▸ **What is needed**:
Print every line of the data word for word.

↓

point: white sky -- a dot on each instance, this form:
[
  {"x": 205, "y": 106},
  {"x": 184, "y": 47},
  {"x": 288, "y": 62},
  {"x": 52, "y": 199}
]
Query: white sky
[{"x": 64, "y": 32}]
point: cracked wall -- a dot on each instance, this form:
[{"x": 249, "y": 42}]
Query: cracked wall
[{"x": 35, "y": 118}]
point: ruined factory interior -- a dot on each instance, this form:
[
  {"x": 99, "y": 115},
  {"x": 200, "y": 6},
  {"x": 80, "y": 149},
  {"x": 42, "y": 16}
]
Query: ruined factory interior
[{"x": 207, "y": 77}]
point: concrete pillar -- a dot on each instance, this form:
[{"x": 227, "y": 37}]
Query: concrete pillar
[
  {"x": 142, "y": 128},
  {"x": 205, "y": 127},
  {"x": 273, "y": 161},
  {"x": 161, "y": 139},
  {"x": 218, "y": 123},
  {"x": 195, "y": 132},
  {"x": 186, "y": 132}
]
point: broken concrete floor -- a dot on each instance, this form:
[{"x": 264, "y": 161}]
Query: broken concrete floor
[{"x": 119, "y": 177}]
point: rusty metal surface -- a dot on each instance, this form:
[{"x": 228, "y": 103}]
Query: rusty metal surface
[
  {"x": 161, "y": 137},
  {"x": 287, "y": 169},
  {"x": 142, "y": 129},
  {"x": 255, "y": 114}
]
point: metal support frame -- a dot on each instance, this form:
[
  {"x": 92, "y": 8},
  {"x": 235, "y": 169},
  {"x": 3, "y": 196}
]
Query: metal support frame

↑

▸ **Your response**:
point: white sky -- a dot on each instance, this form:
[
  {"x": 205, "y": 106},
  {"x": 184, "y": 47},
  {"x": 288, "y": 62},
  {"x": 52, "y": 199}
]
Query: white sky
[{"x": 64, "y": 32}]
point: cracked wall -- a dot on each instance, this form:
[{"x": 249, "y": 42}]
Query: cracked wall
[{"x": 35, "y": 118}]
point: ruined factory interior -- a dot on each instance, this form:
[
  {"x": 99, "y": 115},
  {"x": 200, "y": 6},
  {"x": 80, "y": 149},
  {"x": 42, "y": 16}
]
Query: ruined factory interior
[{"x": 207, "y": 77}]
point: concrete pillar -- a dot on each instance, this form:
[{"x": 227, "y": 37}]
Query: concrete pillar
[
  {"x": 142, "y": 128},
  {"x": 205, "y": 127},
  {"x": 273, "y": 161},
  {"x": 161, "y": 139},
  {"x": 218, "y": 123},
  {"x": 195, "y": 132},
  {"x": 186, "y": 132}
]
point: broken concrete floor -- a dot on each instance, this form:
[{"x": 264, "y": 161}]
Query: broken concrete floor
[{"x": 119, "y": 177}]
point: rusty metal surface -- a dot on each instance, this form:
[{"x": 228, "y": 103}]
Query: rusty metal surface
[
  {"x": 161, "y": 137},
  {"x": 287, "y": 169},
  {"x": 142, "y": 129},
  {"x": 255, "y": 114}
]
point: metal support frame -- a dot on each instance, this form:
[
  {"x": 92, "y": 8},
  {"x": 235, "y": 169},
  {"x": 3, "y": 196}
]
Query: metal support frame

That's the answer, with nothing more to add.